• [Exercise prompt] Copy every line of the records below word for word, leaving out the pictures.

Dataset rows
* * *

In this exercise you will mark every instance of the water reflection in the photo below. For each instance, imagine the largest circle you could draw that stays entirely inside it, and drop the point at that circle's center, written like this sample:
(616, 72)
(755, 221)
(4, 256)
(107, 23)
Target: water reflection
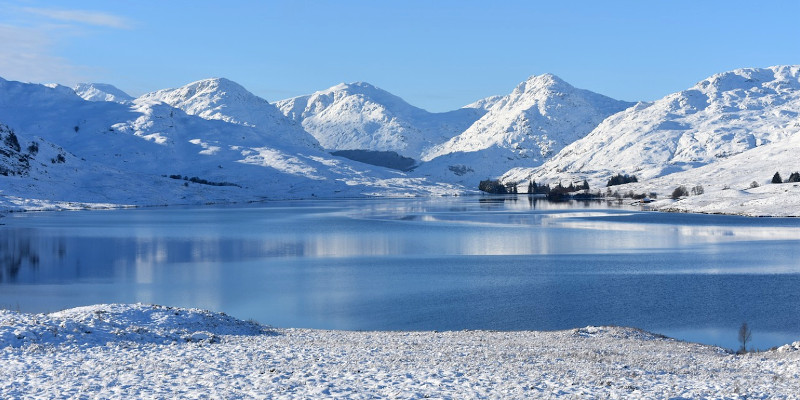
(463, 263)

* * *

• [Right answer]
In this exercise you will mark every instance of the water reflection in the photo below. For each instance, imagine the largest circle you could draw that stays entirely inside it, and drop the point at that circle's center, written like this sample:
(616, 72)
(755, 221)
(4, 256)
(107, 23)
Target: water reflection
(463, 263)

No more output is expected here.